◆ DIRECTIONS FOR THIS TASK ◆
In this exercise, every entry is to be transcribed exactly as written.

Natural language region descriptions
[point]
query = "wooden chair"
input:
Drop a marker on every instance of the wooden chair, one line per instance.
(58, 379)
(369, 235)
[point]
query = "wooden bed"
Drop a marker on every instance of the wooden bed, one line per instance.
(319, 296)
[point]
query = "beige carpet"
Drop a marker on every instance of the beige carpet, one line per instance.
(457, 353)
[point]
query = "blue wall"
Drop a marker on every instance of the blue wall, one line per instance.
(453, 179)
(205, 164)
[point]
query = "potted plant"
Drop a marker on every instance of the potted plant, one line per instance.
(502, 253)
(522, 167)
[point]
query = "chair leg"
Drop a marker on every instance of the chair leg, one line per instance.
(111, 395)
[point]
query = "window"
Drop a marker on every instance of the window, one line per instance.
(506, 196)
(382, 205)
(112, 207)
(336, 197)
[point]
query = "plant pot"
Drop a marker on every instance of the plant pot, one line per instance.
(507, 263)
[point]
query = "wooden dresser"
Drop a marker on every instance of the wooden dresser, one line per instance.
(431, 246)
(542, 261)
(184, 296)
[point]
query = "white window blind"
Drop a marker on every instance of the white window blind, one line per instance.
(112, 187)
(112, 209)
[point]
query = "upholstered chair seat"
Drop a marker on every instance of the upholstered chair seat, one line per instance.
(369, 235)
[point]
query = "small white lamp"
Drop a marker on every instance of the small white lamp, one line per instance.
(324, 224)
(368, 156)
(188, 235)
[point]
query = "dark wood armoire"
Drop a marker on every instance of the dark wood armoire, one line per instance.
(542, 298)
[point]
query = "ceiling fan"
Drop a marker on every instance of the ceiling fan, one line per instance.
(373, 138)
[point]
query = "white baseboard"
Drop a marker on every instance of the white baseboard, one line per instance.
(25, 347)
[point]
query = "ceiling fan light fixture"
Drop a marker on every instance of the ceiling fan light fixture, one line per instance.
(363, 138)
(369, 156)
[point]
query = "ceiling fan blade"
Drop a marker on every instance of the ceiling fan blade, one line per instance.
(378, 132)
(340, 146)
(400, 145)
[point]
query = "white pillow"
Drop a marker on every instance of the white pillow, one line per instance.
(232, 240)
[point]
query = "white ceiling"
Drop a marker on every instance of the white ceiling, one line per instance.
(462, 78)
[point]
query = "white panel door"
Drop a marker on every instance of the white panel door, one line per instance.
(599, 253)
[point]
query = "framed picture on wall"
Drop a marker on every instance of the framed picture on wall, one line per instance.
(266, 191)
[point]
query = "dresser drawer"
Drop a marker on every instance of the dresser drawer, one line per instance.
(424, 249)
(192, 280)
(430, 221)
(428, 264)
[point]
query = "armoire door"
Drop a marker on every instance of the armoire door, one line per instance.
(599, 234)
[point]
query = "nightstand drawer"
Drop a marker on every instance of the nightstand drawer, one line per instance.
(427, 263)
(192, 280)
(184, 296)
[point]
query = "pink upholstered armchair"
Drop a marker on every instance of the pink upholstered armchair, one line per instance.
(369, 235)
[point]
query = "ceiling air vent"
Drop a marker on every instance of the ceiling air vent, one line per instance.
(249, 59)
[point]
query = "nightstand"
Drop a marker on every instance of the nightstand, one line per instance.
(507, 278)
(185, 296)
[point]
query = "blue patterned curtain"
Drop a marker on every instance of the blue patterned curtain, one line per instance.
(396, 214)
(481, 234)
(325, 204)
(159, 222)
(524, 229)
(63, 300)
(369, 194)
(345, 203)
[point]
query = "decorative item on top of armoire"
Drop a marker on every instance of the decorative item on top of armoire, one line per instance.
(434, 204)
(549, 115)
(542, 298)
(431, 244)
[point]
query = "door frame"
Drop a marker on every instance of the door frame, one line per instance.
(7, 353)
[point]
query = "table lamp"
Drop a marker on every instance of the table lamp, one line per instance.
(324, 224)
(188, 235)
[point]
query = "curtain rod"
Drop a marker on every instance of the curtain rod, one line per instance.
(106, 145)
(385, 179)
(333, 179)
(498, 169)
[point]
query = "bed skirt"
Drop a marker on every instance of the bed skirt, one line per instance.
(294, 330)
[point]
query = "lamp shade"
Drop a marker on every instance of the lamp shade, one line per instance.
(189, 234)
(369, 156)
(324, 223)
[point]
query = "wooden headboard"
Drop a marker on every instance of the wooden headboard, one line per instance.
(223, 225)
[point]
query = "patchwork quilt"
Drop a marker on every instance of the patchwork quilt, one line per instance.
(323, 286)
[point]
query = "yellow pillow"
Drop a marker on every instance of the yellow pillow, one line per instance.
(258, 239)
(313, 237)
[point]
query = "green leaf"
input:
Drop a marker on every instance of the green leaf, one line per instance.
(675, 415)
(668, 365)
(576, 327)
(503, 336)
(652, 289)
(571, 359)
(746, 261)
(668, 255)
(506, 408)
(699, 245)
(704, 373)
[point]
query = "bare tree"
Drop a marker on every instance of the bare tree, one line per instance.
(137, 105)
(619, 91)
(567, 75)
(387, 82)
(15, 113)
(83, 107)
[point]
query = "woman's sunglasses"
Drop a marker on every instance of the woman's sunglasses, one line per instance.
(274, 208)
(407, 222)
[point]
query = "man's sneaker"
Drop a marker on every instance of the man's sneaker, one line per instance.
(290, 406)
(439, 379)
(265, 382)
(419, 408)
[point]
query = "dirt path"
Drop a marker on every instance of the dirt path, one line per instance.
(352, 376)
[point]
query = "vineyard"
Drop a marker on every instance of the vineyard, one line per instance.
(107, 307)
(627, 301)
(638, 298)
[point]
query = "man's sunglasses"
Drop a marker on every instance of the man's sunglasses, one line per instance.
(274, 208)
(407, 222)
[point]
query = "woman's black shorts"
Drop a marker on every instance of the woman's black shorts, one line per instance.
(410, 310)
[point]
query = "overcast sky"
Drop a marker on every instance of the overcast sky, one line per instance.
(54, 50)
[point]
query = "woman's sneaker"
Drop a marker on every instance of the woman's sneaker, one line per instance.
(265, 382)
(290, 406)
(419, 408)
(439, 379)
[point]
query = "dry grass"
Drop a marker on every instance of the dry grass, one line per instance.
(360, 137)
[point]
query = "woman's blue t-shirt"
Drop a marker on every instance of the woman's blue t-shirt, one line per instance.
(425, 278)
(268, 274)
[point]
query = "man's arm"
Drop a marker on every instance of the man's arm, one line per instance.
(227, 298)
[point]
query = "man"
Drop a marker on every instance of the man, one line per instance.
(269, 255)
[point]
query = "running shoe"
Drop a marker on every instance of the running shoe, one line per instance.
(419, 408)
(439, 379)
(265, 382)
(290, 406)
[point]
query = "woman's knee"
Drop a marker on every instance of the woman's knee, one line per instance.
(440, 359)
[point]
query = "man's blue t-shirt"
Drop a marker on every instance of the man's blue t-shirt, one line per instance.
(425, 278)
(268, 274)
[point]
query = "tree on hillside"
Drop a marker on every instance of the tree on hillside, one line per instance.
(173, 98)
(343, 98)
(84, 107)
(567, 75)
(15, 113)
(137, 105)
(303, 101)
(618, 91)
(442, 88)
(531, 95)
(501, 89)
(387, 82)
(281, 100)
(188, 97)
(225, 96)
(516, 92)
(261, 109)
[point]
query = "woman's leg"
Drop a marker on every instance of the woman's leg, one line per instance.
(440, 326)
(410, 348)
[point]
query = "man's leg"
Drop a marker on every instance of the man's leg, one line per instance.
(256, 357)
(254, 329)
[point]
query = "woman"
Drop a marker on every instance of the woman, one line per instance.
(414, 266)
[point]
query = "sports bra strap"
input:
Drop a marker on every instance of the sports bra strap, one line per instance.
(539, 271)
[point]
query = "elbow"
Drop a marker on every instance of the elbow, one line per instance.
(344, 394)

◆ ANSWER TO THE EXERCISE ◆
[point]
query = "wooden chair"
input:
Drop a marker on every instance of the wooden chair, one line per instance.
(58, 379)
(369, 235)
[point]
query = "wooden bed"
Drop a marker on every instance of the wooden bed, one line per instance.
(319, 296)
[point]
query = "beige carpet"
Drop a marker on every instance of the beige carpet, one line per instance.
(457, 353)
[point]
query = "blue wall"
Drop a marker on every instance of the blue wall, one line per instance.
(453, 179)
(205, 164)
[point]
query = "potted plant"
Drop a marker on every instance of the potted plant, one line per instance.
(502, 253)
(522, 167)
[point]
query = "chair leg"
Drop a marker on every instance of the chair leg, one line per instance.
(111, 395)
[point]
query = "window"
Drop a marker on every instance of the window, one line per instance.
(506, 196)
(382, 205)
(112, 207)
(336, 197)
[point]
query = "plant pot"
Drop a marker on every instance of the plant pot, one line per instance.
(507, 263)
[point]
query = "wooden dresser"
Drop a marker on every instance of the wooden dresser, one line per instance.
(431, 246)
(542, 261)
(184, 296)
[point]
query = "white window blind"
Drop a marker on every instance of the white window blind, one line per instance.
(112, 187)
(112, 209)
[point]
query = "upholstered chair seat"
Drop a marker on every instance of the upholstered chair seat, one line per instance.
(369, 235)
[point]
query = "small white lamp"
Drop a marker on every instance of the small white lamp, one line per instance.
(324, 224)
(368, 156)
(188, 235)
[point]
query = "dark wood armoire"
Drop a marker on every instance of the dark wood armoire, one line per instance.
(542, 298)
[point]
query = "ceiling fan"
Drop a marker on every instance of the ceiling fan, one line per instance.
(373, 138)
[point]
query = "white baseboard"
Drop a marker on every instance of the white baseboard, one line per instance.
(25, 347)
[point]
query = "ceiling fan light fixture"
Drop a marker on every instance of the ceiling fan light fixture, one line per instance.
(363, 138)
(369, 156)
[point]
query = "ceiling fan blade"
Drop a marker on every instance of the ceiling fan blade, one line per instance.
(378, 132)
(340, 146)
(400, 145)
[point]
query = "white pillow"
Drop a marker on every instance of the white pillow, one line per instance.
(232, 240)
[point]
query = "white ceiling"
Drop a marker on every instance of the white ceiling, one line per instance.
(462, 78)
[point]
query = "white panel door"
Drop a marker on every instance of the white panel door, one line per instance.
(599, 253)
[point]
query = "framed picture on wall"
Drop a marker on every instance of the framed picture on wall, one line per instance.
(266, 191)
[point]
query = "dresser drawer"
Drop a marker on every instance of the dresser drawer, one line per instance.
(424, 249)
(192, 280)
(430, 221)
(428, 264)
[point]
query = "armoire door"
Drop a marker on every instance of the armoire door, one line per instance.
(599, 234)
[point]
query = "nightstand drawer"
Drop a marker on every instance of the nightstand drawer, one line per instance.
(427, 263)
(192, 280)
(184, 296)
[point]
query = "pink upholstered armchair"
Drop a marker on every instance of the pink upholstered armchair, one line per instance.
(369, 235)
[point]
query = "ceiling air vent"
Drop a marker on every instance of the ceiling air vent, one line per instance.
(249, 59)
[point]
query = "nightstand"
Drop a marker on every instance of the nightstand, one line per instance.
(507, 278)
(185, 296)
[point]
query = "blue patterned curtain"
Drop a marker on every instance of the blue patterned curtain, one line per instance.
(396, 214)
(481, 234)
(325, 204)
(159, 222)
(524, 229)
(63, 300)
(369, 194)
(345, 203)
[point]
query = "decorative item on top of armoire"
Drop a marker on every instance of the decorative item on top of armoire, one line per instance.
(434, 204)
(549, 115)
(542, 298)
(431, 244)
[point]
query = "door frame"
Drop a marker on every instance of the door frame, one line per instance.
(7, 353)
[point]
query = "table lamp"
Drop a marker on every instance of the table lamp, one line per instance.
(324, 224)
(188, 235)
[point]
query = "curtain rod"
Drop a marker on every instance of the curtain rod, one line per instance.
(106, 145)
(385, 179)
(333, 179)
(498, 169)
[point]
query = "bed skirt"
Drop a marker on every instance of the bed skirt, one line per instance.
(294, 330)
[point]
query = "lamp shade"
Drop a marker on every instance of the lamp shade, one line per instance.
(189, 234)
(369, 156)
(324, 223)
[point]
query = "wooden headboard"
Drop a marker on every instance of the wooden headboard, one line per instance.
(223, 225)
[point]
query = "patchwork quilt"
Drop a marker on every instance of the patchwork quilt, one line per instance.
(323, 286)
[point]
query = "yellow pillow"
Drop a marker on every instance of the yellow pillow, one line per instance.
(258, 239)
(313, 237)
[point]
query = "green leaf"
input:
Drop a marker on every instance of the green leaf, one line per instance.
(675, 415)
(668, 365)
(576, 327)
(503, 336)
(652, 289)
(571, 359)
(746, 261)
(668, 255)
(506, 408)
(699, 245)
(704, 373)
[point]
query = "bare tree"
Drop a marker on every instance of the bare tree, one line per instance.
(137, 105)
(619, 91)
(567, 75)
(387, 82)
(15, 113)
(83, 107)
[point]
query = "woman's sunglasses"
Drop a marker on every instance of the woman's sunglasses, one line per instance.
(274, 208)
(407, 222)
[point]
query = "man's sneaker"
Drop a marker on every instance of the man's sneaker, one line per instance.
(290, 406)
(439, 379)
(265, 382)
(419, 408)
[point]
query = "dirt path"
Drop a marker on every instance of the dirt path, one line per instance.
(352, 376)
[point]
query = "vineyard"
Drop a marker on every instance of the vineyard, one line per instance.
(107, 307)
(627, 301)
(638, 298)
[point]
query = "man's sunglasses"
Drop a marker on every instance of the man's sunglasses, one line per instance.
(274, 208)
(407, 222)
[point]
query = "woman's black shorts"
Drop a marker on every instance of the woman's black shorts, one line per instance.
(410, 310)
[point]
query = "overcast sky"
Drop a marker on every instance of the overcast sky, one line per instance.
(54, 50)
[point]
query = "woman's sneaker"
Drop a marker on every instance of the woman's sneaker, one line per instance.
(265, 382)
(290, 406)
(419, 408)
(439, 379)
[point]
query = "dry grass"
Drop a marker on every instance of the dry grass, one line per instance.
(360, 137)
[point]
query = "woman's blue t-shirt"
Drop a marker on every instance of the woman's blue t-shirt, one line per instance.
(425, 278)
(268, 274)
[point]
query = "man's arm"
Drop a marker on every instance of the man's arm, one line per instance.
(227, 298)
[point]
query = "man"
Drop a marker on every instance of the man, one line per instance.
(269, 255)
[point]
query = "running shoe"
Drop a marker on every instance of the running shoe, one line per instance.
(419, 408)
(439, 379)
(265, 382)
(290, 406)
[point]
query = "woman's knee"
Drop a marker on every instance of the woman's knee, one line per instance.
(440, 359)
[point]
query = "man's blue t-shirt"
Drop a marker on every instance of the man's blue t-shirt, one line per instance.
(425, 278)
(268, 274)
[point]
query = "tree on hillside"
Drop a marker on every instance of the tree on hillside, one line per instance.
(173, 98)
(343, 98)
(84, 107)
(567, 75)
(15, 113)
(137, 105)
(303, 101)
(618, 91)
(442, 88)
(531, 95)
(501, 89)
(387, 82)
(281, 100)
(188, 97)
(225, 96)
(516, 92)
(261, 109)
[point]
query = "woman's leg"
Drop a marker on every instance of the woman's leg, one line per instance.
(440, 326)
(410, 348)
[point]
query = "man's leg"
Drop a marker on every instance of the man's leg, one line per instance.
(256, 357)
(254, 329)
[point]
query = "woman"
Drop a marker on every instance of the woman, one line per instance.
(414, 266)
[point]
query = "sports bra strap"
input:
Drop a marker on every instance of the sports bra strap, one line per instance.
(539, 271)
[point]
query = "elbow"
Drop a marker on every instance of the elbow, one line per instance.
(344, 394)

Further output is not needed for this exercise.